You Never Forget Your First!

72 Chevy NovaAnd she was a beautiful girl. 4 doors and a small 307 V8. 3 on the tree and a hi/lo switch on the floor. I got her to commit to be mine for only $500. She really liked to eat her way thru starter motors, but I could forgive that. I re-upholstered the bench seats and gave her some neat black new rubber shoes. And she ran! I’m not going to call her heavy, but tipping the scales at a ton and a half, she was no speedster off the line. But once you got her purring at about 63 MPH, she would cruise forever.

You could put a lot of junk in her trunk and fill her up in the backseat with barely a whimper. She was with me through high school. A trip with Lex to Montana and back. Through numerous trips to Grand Junction to visit Mom. She accompanied me on dates with my soon to be bride. She even went with me when I eventually moved to Grand Junction for good. But alas, it was too hot in the summers in Grand Junction. And my new job demanded a truck. So I dumped her. And regret it to this day.

───

• **Your task**: Please copy the text of the Chevy Nova piece between "You Never Forget" and "would cruise forever.", inclusive. The rows are not needed here.

• **Data shown**:
───

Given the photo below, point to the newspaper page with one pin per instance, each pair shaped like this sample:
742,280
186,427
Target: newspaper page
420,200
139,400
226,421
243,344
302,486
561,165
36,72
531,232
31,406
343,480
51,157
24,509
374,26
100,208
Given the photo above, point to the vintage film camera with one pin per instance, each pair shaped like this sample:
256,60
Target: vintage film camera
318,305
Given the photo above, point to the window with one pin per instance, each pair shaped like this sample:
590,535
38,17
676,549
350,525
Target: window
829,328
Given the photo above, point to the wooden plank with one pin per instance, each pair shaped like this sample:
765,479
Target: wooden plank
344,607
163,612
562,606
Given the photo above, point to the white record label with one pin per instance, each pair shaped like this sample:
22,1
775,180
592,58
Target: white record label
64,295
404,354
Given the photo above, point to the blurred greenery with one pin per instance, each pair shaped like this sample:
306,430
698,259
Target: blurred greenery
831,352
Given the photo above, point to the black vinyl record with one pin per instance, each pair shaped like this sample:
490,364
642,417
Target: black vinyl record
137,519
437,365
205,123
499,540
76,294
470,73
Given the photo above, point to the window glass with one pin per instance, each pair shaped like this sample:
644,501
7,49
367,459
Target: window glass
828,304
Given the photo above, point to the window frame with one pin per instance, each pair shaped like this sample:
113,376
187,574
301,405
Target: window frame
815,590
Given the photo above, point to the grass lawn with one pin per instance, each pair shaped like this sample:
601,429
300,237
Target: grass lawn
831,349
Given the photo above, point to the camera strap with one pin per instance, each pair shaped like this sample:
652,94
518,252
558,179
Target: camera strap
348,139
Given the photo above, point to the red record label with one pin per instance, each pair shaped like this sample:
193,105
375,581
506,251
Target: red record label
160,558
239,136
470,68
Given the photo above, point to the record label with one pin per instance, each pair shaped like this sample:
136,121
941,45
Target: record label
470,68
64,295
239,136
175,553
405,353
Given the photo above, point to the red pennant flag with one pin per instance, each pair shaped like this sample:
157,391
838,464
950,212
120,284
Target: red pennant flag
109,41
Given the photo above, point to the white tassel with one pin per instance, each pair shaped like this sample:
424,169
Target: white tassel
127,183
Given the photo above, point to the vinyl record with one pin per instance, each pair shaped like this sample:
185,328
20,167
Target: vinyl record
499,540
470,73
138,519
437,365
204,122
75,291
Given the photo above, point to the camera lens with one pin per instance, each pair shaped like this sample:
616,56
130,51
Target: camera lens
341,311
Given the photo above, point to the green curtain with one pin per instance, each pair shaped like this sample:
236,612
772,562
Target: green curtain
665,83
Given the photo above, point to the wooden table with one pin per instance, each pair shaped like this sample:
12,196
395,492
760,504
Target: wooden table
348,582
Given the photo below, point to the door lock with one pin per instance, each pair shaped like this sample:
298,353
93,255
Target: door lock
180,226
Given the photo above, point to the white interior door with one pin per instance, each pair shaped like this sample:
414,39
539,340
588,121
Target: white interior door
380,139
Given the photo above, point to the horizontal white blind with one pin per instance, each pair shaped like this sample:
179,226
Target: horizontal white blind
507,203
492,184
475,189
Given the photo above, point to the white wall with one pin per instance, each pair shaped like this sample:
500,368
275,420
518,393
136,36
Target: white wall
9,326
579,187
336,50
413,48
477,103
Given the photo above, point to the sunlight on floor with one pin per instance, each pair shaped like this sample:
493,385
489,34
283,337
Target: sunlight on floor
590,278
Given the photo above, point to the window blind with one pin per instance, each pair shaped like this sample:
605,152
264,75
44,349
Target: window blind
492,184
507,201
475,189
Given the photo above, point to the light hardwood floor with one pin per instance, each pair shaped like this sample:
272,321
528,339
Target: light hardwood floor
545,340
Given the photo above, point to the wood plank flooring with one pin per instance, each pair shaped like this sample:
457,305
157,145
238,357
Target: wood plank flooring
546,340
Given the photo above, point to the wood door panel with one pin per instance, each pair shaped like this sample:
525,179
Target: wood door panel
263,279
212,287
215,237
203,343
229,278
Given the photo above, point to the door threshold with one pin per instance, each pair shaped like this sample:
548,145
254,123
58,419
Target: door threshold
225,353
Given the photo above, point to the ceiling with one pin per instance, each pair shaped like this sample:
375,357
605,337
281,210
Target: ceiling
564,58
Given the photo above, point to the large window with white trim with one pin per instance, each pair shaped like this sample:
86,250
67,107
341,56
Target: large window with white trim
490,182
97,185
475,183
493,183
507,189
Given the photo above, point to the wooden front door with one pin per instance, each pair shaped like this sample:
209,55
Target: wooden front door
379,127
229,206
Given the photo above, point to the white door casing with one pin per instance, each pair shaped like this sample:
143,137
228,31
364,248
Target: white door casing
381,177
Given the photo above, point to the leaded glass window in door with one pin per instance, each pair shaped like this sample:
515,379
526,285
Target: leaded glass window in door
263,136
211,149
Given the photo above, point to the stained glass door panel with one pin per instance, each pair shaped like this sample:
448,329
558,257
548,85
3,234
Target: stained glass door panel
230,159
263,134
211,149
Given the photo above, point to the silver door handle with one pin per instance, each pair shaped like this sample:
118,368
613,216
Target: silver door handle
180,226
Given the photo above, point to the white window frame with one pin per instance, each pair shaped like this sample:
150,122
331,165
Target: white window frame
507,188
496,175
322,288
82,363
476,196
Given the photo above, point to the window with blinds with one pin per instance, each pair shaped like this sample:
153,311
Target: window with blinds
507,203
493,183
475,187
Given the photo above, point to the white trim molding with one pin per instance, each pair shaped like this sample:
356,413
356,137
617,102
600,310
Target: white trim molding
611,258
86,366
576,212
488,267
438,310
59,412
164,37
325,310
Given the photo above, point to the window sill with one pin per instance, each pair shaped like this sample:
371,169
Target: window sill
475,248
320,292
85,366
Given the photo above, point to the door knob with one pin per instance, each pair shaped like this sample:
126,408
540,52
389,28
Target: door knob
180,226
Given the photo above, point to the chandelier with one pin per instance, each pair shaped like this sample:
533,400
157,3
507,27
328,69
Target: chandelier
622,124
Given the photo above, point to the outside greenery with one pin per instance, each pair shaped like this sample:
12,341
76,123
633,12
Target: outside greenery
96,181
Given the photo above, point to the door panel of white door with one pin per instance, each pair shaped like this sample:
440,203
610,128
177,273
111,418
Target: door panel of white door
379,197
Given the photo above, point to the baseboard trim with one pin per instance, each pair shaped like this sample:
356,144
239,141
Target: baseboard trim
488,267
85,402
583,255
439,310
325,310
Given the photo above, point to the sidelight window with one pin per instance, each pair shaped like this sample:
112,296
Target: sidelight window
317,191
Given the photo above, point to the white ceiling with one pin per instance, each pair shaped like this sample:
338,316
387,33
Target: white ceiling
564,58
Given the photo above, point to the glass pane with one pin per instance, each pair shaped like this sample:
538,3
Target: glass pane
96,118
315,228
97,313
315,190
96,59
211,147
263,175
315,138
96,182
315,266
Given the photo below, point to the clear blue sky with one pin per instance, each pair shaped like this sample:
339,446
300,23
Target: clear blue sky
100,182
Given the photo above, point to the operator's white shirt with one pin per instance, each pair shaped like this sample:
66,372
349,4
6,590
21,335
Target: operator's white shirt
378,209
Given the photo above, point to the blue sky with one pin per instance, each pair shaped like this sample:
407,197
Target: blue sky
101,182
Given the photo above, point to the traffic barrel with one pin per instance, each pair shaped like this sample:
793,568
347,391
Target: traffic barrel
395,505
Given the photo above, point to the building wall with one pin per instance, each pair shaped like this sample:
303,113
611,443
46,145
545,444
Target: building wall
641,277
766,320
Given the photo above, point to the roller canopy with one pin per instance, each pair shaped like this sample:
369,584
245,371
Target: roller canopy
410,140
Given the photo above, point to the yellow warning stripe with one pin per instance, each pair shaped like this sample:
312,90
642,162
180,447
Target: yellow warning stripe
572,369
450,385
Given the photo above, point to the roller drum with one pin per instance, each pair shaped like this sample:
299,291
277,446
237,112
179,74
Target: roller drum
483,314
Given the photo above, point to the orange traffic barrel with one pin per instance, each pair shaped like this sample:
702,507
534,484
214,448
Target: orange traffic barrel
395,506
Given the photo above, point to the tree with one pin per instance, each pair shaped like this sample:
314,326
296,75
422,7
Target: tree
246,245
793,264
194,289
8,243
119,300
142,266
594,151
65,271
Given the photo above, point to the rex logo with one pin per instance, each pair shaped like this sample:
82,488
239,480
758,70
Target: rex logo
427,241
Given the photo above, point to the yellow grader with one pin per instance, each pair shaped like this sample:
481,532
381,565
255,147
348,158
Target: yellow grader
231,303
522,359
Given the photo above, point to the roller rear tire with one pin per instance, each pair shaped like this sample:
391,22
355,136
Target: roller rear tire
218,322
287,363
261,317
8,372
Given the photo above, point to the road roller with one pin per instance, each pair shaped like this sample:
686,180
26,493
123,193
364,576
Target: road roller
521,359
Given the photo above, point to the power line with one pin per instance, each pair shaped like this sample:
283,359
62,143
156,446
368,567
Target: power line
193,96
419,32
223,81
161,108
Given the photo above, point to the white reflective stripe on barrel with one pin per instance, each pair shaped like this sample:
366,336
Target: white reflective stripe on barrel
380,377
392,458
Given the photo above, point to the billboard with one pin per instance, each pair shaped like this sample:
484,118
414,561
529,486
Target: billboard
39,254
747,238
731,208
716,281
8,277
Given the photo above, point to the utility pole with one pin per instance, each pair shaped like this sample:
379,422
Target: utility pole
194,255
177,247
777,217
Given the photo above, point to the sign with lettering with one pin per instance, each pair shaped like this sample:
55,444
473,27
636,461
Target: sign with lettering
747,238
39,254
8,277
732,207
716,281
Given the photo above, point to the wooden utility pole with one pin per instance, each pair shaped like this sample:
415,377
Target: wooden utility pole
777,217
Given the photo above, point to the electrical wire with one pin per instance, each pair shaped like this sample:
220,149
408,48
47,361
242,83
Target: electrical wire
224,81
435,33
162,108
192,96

───

• **Solution**:
You Never Forget Your First!

72 Chevy NovaAnd she was a beautiful girl. 4 doors and a small 307 V8. 3 on the tree and a hi/lo switch on the floor. I got her to commit to be mine for only $500. She really liked to eat her way thru starter motors, but I could forgive that. I re-upholstered the bench seats and gave her some neat black new rubber shoes. And she ran! I’m not going to call her heavy, but tipping the scales at a ton and a half, she was no speedster off the line. But once you got her purring at about 63 MPH, she would cruise forever.